* _SEGMENTO DI TESTO_
◇ ◇ ◇ ◇ ◇ ◇ ◇
In ambulatorio mi fermavo spesso per una strizzata alle ossa, causa cervicale. Le mani esperte di judoka, mi rimettevano a posto.
Spesso mi fermavo al primo piano. Il regno di Fassino. Lì era tutto frenetico. Il suo attivismo era proverbiale. Quando si trattò di entrare nell’Internazionale Socialista si racconta che ci fu chiesta una mission impossible. Contattare personalmente tutti i partiti in presenza, diciamo. Un giro del mondo in poche ore. Ma, aggiungeva D’Alema, non sapevano che noi avevamo Fassino. Fatto.
◇ ◇ ◇ ◇ ◇ ◇ ◇
* _DATI IN INGRESSO_
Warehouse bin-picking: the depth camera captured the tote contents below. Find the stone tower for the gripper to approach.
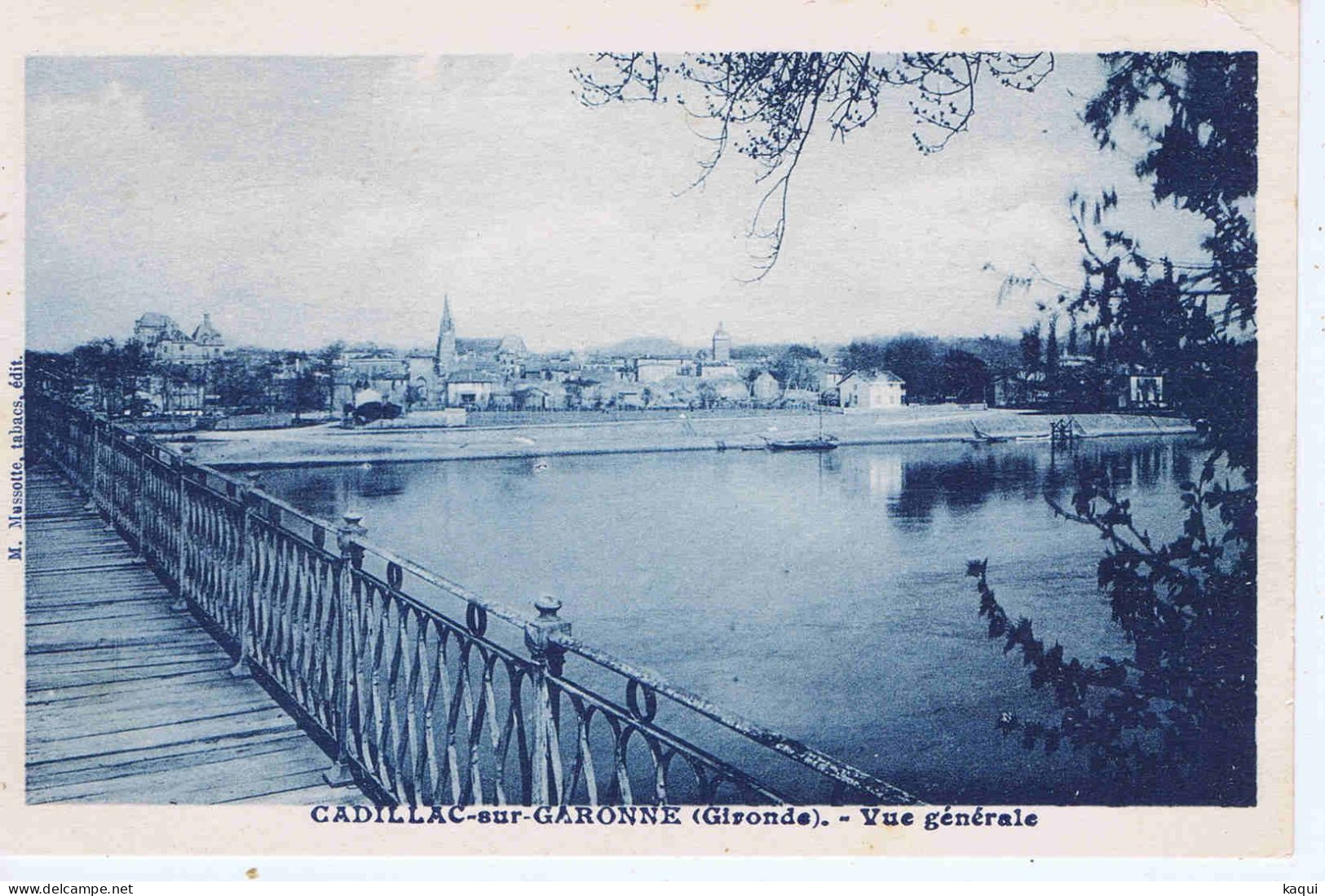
◇ ◇ ◇ ◇ ◇ ◇ ◇
* _PROBLEMA DA RISOLVERE_
Prosegui il segmento di testo sul primo piano di Fassino a partire dalla frase «Fatto.», con cui si interrompe.

* _PROBLEMA RISOLTO_
A Botteghe Oscure arrivai nel 1988 come responsabile Nazionale delle Feste de l’Unità. Venivo da Bologna. Dove c’erano due grandi Università. L’Alma Mater in via Zamboni e il PCI in via Barberia, nel bellissimo Palazzo Marescotti. Quando Veltroni, dopo la Festa Nazionale che si era tenuta a Bologna, mi chiese di lavorare con lui a Roma cercai di resistere, inventandomi di tutto. Il PCI a Bologna era come la placenta. Non volevo uscire da quel comodo involucro che forniva di tutto. Amicizie vere, passione, prestigio ed un sicuro stipendio per vivere, in altri posti, Direzione compresa, spesso revocato in dubbio.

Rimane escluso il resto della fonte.